**DOCUMENT PASSAGE**
* * * * * * *
There are other documents that are pertinent, among which Leo XIII’s Encyclical “Arcanum” of February 10 1880 is probably the most important. The entire Encyclical is dedicated to the Sacrament of Matrimony. Even as “Arcanum” states the inseparability (n. 12) and points out the evils of civil divorce (nn. 16-19), it strikes a note of cooperation with the civil authorities for the protection of marriage (nn. 25-26). The statement concludes with the formula “quin sit eo ipso sacramentum”, which is the formula used in the 1917 codification and its revision in 1983. Here is the statement about the inseparability (note 3) .

Nor let that so much aforementioned distinction from the Regalists influence anyone, in virtue of which distinction they separate the nuptial contract from the Sacrament [of Matrimony] – by the same sound token the reasons of the Sacrament of the Church having been preserved – such that they turn over the contract into the power and control of the civil authorities. – for indeed this kind of distinction or more truly a separation cannot be proven; because in Christian Matrimony the contract is not separable from the Sacrament is established; and especially on that account a true and legitimate [marriage] contract cannot exist without by the selfsame [contract] be a Sacrament.

More Church document supporting not only this teaching of the Ordinary Magisterium of the Church but also this universal discipline of the Church are found in the annotated edition of the Code of Canon Law, promulgated in 1917, for canon 1055 §22 (CIC17) by Cardinal Gasparri.

It is clear that Thomas Sanchez (beginning of 17th century) wrote that the marriage contract and the Sacrament were identified together inasmuch as the matter and form of the Sacrament of Matrimony are founded in the very contract, because this shows how the persons contracting marriage are also the ministers of the Sacrament of Matrimony (note 4) . Furthermore, writing on the sacramentality of Matrimony contracted by procurator, Thomas Sanchez plainly says that the marriage contract and the sacrament of Matrimony are “the same in number and in reality, and only differ with diverse considerations” (note 5) . These statements, for all practical purposes, are the equivalent of saying that the contract and the sacrament are inseparable. Closer to our times are the authors Franciscus Werz and Petrus Vidal (20th century). They plainly state that “the marriage contract, having been celebrated by the faithful baptized, is essential to the Sacrament of Matrimony, so much such that nothing comes between the contract and the Sacrament, and no true marriage is celebrated among Christians that is not equally a Sacrament of the Church” (note 6) . These are many important authors after the Council of Trent and up to our times that support the inseparability of the marriage contract from the Sacrament of Matrimony.
* * * * * * *
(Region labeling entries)
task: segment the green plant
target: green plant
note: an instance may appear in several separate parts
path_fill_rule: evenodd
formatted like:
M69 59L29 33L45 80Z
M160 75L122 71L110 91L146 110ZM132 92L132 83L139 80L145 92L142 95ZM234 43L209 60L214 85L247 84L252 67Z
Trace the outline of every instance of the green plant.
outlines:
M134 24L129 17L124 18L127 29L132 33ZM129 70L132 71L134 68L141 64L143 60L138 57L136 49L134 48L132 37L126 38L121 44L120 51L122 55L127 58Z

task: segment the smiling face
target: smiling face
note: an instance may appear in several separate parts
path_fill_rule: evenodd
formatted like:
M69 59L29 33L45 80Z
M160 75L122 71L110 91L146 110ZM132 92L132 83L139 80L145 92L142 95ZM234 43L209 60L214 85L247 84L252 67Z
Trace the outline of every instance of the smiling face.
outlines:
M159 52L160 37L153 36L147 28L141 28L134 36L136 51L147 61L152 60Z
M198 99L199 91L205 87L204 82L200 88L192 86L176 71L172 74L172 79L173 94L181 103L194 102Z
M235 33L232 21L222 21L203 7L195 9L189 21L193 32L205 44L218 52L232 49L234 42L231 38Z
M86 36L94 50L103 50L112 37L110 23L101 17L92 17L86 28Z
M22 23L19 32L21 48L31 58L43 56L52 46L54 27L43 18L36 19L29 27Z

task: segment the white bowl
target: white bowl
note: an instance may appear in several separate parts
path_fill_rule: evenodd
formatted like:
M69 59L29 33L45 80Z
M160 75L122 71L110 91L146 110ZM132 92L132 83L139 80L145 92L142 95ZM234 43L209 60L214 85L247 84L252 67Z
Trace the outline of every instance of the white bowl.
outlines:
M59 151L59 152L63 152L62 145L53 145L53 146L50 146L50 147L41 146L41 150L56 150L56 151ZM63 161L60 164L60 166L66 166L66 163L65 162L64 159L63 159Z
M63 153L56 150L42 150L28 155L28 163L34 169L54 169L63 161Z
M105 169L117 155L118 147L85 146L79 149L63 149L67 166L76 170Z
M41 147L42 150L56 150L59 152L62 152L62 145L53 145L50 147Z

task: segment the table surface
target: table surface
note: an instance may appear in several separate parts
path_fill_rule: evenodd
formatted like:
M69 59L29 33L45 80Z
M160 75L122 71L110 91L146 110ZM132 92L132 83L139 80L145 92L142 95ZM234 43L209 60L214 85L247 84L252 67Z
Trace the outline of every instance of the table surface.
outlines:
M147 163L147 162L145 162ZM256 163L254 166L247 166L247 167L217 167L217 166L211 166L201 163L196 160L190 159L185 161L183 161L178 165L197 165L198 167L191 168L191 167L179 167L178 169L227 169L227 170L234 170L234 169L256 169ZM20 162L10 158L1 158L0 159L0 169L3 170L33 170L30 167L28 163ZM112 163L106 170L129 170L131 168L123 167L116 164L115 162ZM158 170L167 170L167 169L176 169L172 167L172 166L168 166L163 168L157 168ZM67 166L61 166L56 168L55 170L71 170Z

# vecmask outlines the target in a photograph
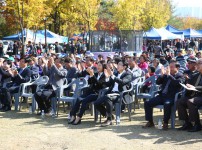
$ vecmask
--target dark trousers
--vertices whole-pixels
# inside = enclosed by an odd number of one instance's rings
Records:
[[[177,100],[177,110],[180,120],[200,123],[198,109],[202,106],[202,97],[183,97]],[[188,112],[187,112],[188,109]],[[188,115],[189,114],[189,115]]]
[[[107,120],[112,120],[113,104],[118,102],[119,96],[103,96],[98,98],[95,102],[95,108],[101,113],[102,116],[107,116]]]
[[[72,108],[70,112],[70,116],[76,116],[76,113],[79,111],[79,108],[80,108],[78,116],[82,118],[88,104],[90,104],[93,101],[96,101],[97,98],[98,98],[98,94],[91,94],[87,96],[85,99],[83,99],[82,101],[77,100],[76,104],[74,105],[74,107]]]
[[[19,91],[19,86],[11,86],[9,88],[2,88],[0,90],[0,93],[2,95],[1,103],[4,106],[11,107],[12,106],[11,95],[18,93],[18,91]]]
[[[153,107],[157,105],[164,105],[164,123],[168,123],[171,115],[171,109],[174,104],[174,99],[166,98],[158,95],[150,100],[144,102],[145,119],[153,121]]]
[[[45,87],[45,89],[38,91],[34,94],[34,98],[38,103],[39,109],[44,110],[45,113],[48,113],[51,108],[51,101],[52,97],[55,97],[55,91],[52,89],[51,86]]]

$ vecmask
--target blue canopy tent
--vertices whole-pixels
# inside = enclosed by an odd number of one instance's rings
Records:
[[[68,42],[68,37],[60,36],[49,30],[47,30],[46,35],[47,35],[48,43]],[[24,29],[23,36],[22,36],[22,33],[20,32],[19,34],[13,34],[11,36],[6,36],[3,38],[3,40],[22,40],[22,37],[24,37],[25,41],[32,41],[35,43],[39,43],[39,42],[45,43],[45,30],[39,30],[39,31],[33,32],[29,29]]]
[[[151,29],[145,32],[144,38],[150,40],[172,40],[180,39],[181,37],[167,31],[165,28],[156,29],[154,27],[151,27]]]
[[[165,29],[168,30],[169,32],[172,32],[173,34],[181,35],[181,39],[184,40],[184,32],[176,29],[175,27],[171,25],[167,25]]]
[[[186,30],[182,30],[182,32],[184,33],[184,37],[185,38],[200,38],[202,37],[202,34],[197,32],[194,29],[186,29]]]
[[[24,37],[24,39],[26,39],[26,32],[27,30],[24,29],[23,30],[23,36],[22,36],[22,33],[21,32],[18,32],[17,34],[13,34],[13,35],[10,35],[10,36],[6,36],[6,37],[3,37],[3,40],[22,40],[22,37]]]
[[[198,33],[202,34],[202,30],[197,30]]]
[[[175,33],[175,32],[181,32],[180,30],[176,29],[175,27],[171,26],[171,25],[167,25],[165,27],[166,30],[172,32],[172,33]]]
* * * * * * *
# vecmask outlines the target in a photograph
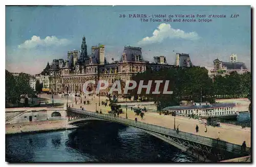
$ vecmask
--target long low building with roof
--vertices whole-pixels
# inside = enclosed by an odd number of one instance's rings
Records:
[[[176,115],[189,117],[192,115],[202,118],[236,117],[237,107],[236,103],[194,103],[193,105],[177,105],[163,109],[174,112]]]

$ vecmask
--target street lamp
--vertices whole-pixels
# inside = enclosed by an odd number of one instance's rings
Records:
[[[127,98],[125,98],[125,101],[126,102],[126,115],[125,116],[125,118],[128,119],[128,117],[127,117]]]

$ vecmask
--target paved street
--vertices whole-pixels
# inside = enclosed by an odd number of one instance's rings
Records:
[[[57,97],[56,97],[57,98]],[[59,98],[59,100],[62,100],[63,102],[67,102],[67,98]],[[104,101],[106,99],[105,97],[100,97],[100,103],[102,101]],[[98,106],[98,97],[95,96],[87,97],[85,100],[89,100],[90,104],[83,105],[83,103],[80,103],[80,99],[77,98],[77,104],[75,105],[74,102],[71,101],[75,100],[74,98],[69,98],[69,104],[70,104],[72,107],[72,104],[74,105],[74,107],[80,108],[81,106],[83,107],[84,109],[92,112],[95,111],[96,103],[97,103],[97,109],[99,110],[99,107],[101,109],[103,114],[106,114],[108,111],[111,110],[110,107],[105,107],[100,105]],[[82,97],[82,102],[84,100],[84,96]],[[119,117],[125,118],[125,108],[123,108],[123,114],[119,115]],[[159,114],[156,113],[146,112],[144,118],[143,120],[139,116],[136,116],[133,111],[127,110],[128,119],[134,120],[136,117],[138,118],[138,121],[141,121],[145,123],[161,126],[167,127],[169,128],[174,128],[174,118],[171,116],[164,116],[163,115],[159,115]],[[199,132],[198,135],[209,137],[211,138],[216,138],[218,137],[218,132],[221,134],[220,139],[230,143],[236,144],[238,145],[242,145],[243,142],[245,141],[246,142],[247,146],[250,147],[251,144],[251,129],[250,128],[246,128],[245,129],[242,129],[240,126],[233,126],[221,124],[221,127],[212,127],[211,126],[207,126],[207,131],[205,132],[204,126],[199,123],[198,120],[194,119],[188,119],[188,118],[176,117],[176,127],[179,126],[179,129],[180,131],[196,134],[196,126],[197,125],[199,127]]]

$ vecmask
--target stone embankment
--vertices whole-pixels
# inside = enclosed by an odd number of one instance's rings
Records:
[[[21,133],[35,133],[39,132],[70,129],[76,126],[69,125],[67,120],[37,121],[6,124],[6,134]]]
* * * * * * *
**TASKS TO PERFORM**
(A) Please decide whether each statement agrees with the passage on marriage and the sacrament, answering yes or no and quoting the words that settle it: (i) "Arcanum" is dated February 10 1880; (ii) Thomas Sanchez wrote at the end of the 17th century; (iii) "Arcanum" addresses the evils of civil divorce in nn. 25-26.
(B) Which two 20th-century authors does the passage on marriage and the sacrament name?

**THE ANSWERS**
(A)
(i) Yes: "Leo XIII’s Encyclical “Arcanum” of February 10 1880"
(ii) No: "Thomas Sanchez (beginning of 17th century)"
(iii) No: "points out the evils of civil divorce (nn. 16-19)"

(B) Franciscus Werz and Petrus Vidal.